Given passage:
***

For example, AI-First Chiefs of Staff are getting paid 28% more than AI-Novice Chiefs of Staff. Similarly, Chiefs of Staff at AI-First organizations are getting paid 23% more than Chiefs of Staff at AI-Novice organizations.

The fact that both of these premiums exist suggests that companies recognize the value of Chiefs of Staff with AI skills (that’s the whole premise of this newsletter, so we agree!), and that companies with AI capabilities are doing well enough to pay higher prices to talent to keep that advantage going.

However, if you want to command the highest salary, don’t go to a company that’s AI-First. Instead, be an AI-First Chief of Staff at an AI-Curious organization (the lowest level in our survey). If you’re in that situation, you’ll get a salary that’s a whopping 47% higher than the average Chief of Staff salary.

I think of this as the “transformation premium” - the CEO or executive team recognizes that they need to evolve into an AI-First organization, but they don’t have the capabilities in house. They can either hire Accenture or another consulting firm, or they can pay a Chief of Staff to lead the charge (and some are likely doing both). I know which I would bet on.

So, if you’re looking to give your career a boost, don’t just learn the AI skills, go put them to work. And if you’re at an organization that knows it needs to accelerate its AI capabilities, get in touch with us - we have a network full of AI-First Chiefs of Staff that we’re training to do just the kind of transformation that your organization needs. We’d be glad to figure out a way to help out.

The Links

Practical

  • Are Pilot Programs the Problem? This HBR article argues that focusing your AI firepower on single problem - and insisting on getting it right - is better than trying to go an inch deep on everything.

  • Give Your AI a Job Interview: Ethan Mollick makes the case for rigorous real-world evaluations of AI models, if you’re going to rely on them for real-world tasks like you would a colleague. Makes sense to me.

***

Stored entries:
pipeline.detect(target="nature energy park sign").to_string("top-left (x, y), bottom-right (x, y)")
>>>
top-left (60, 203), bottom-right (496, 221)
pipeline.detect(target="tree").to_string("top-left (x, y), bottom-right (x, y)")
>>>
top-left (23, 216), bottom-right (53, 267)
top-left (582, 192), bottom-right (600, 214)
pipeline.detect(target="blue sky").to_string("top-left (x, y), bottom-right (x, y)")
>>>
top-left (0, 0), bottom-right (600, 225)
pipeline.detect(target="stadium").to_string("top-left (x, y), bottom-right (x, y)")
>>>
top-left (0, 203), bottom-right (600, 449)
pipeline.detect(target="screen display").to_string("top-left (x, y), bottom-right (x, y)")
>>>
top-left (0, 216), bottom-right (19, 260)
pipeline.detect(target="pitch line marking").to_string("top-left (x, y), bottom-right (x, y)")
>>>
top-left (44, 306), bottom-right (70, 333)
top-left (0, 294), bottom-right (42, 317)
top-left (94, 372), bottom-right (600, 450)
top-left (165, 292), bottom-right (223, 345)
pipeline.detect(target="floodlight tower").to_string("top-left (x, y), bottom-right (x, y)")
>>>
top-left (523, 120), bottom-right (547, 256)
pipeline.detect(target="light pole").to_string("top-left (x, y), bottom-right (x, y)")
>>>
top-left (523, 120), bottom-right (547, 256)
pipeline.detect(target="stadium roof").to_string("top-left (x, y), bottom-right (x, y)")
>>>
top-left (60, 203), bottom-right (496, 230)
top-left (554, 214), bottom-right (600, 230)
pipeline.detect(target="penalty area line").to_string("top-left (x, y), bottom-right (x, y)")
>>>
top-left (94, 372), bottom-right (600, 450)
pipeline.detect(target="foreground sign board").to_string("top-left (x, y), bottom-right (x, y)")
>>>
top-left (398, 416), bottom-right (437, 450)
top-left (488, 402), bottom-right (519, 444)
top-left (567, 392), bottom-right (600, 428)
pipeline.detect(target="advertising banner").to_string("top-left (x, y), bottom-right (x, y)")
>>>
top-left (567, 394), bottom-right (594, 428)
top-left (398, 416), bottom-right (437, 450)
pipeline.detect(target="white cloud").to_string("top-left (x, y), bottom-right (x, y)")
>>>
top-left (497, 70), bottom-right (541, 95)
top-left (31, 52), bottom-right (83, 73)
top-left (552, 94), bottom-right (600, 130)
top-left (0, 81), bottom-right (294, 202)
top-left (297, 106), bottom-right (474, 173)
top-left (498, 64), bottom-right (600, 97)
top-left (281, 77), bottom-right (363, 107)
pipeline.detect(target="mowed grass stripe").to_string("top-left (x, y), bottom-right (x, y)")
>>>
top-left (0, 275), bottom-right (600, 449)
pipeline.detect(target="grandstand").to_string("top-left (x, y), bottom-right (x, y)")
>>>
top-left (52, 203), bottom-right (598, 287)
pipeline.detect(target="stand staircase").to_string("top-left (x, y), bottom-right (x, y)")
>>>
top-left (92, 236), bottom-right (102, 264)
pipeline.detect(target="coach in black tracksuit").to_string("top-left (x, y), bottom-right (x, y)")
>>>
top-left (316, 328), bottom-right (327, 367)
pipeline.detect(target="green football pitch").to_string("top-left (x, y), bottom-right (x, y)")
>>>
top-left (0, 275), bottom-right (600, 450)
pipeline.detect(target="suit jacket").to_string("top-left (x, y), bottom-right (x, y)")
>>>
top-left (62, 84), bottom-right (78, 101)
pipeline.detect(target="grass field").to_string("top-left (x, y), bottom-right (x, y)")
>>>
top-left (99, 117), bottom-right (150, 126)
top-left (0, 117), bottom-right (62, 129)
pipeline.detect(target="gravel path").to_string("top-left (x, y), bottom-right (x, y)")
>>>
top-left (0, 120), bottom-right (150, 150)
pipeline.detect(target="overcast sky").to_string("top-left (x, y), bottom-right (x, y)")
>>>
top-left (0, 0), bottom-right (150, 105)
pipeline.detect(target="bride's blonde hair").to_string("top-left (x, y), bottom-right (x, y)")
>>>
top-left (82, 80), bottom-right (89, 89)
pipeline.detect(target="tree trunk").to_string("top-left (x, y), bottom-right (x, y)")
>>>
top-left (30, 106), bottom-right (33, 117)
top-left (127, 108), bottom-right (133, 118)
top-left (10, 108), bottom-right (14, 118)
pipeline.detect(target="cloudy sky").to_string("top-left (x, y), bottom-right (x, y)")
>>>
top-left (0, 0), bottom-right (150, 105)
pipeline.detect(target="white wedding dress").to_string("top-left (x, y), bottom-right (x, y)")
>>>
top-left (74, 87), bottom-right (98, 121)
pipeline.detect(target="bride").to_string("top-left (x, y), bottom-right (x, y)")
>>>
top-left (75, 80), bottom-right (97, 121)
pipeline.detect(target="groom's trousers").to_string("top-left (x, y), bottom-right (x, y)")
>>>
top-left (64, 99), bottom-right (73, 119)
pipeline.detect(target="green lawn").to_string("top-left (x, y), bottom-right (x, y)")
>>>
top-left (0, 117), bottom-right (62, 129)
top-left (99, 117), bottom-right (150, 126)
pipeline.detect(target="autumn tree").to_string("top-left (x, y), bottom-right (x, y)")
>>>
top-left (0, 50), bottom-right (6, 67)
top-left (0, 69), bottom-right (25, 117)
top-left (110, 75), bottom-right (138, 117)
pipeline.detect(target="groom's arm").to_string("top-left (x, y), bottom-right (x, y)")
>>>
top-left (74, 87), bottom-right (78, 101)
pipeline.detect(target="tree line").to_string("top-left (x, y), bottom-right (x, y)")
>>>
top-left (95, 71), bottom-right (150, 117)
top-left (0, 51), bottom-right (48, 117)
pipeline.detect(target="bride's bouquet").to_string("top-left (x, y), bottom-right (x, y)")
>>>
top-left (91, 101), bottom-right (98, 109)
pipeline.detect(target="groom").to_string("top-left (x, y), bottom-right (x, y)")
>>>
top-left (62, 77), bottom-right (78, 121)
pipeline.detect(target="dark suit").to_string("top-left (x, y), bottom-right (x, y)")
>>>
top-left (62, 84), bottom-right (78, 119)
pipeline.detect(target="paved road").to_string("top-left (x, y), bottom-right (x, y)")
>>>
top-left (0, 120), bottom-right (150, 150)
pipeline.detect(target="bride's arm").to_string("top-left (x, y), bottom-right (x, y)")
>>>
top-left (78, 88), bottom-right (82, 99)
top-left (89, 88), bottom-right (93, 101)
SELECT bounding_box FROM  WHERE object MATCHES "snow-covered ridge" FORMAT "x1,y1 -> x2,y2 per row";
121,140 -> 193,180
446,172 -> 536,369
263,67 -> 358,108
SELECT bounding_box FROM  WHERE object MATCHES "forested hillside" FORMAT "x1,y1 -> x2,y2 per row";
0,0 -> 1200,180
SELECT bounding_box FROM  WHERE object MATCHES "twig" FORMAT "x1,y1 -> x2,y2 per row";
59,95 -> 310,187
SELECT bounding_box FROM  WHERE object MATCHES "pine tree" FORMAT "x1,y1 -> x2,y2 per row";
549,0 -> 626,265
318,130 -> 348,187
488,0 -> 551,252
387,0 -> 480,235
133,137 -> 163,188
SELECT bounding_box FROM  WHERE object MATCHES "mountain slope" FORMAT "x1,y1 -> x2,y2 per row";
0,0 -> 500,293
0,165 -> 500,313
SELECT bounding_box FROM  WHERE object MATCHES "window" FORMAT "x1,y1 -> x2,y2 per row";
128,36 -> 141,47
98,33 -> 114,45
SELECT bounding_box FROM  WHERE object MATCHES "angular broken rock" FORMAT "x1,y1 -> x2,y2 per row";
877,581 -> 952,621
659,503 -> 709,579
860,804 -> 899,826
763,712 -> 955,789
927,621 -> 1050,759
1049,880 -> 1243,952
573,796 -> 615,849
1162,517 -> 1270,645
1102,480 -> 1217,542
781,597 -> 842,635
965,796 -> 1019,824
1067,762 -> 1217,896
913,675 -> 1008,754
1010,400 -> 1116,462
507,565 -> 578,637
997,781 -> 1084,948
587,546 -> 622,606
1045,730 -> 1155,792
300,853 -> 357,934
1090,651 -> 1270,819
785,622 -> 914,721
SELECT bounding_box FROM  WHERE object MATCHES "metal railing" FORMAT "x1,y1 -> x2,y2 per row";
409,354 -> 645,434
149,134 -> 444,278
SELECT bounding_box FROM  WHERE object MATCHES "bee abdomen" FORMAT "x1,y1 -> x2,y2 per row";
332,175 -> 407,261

***

Problem description: Extend the newsletter on Chief of Staff pay and AI skills from where it stops, starting after its last link item.

Answer to this exercise:
  • AI Coding for Complete Beginners: If you’ve been putting off learning how to use AI to code, here’s a good place video tutorial to start with.

  • Looking for inspiration? This list of Claude use cases from Anthropic is a good place to start.

  • Don’t Stop at Second Brain - Build a “Critique Crew”: A PMM at Descript shows how he helped a colleague automate the collection of more diverse perspectives in order to improve design reviews. Relevant for many tasks, from board meetings to marketing campaigns!

Perspectives

  • Some useful charts from a16z: Insights include that agent power-users (6% of the survey respondents) saw a 5% EBIT impact from their usage - that’s real ROI (if we assume it’s positive)!

  • Meta Adds “AI Impact” to Performance Reviews: Nothing promotes adoption like incentives (aka putting someone’s job on the line). While this won’t help in allaying anyone’s fears about impending job losses from AI, these kinds of actions are what creates cultural change at companies.

News

  • The First (Reported) AI-Orchestrated Cyberattack: This overview from Anthropic is relevant for a few reasons: 1) Know that these types of attacks are coming and prepare, 2) Anthropic lays out how the hackers architected the system to execute the attack (you can use a similar architecture for legitimate ends!), 3) Anthropic reports that one of the reasons that the attack was not more successful was that Claude Code hallucinated so-called ‘secret’ information, including fake employee logins. Even in a sophisticated, highly-engineered system, these LLMs will still produce fake outputs, so you must have a tightly-controlled process to verify the veracity of what they produce!

  • A profile of Greg Brockman, the non-Altman “power broker” behind OpenAI’s maximalist ambitions. Notable details: reports on his demanding management style, his work on everything from technical details to lightning-speed multibillion-dollar deals, and his political donations.

  • Scribe Launches Optimize: previously covered in AI for Operators, Scribe is an incredibly useful tool for folks to document workflows in order to get AI ready. Optimize tells you which workflows to start with, how to improve (including ROI), and a step-by-step plan to get there. Can you say business transformation in a box?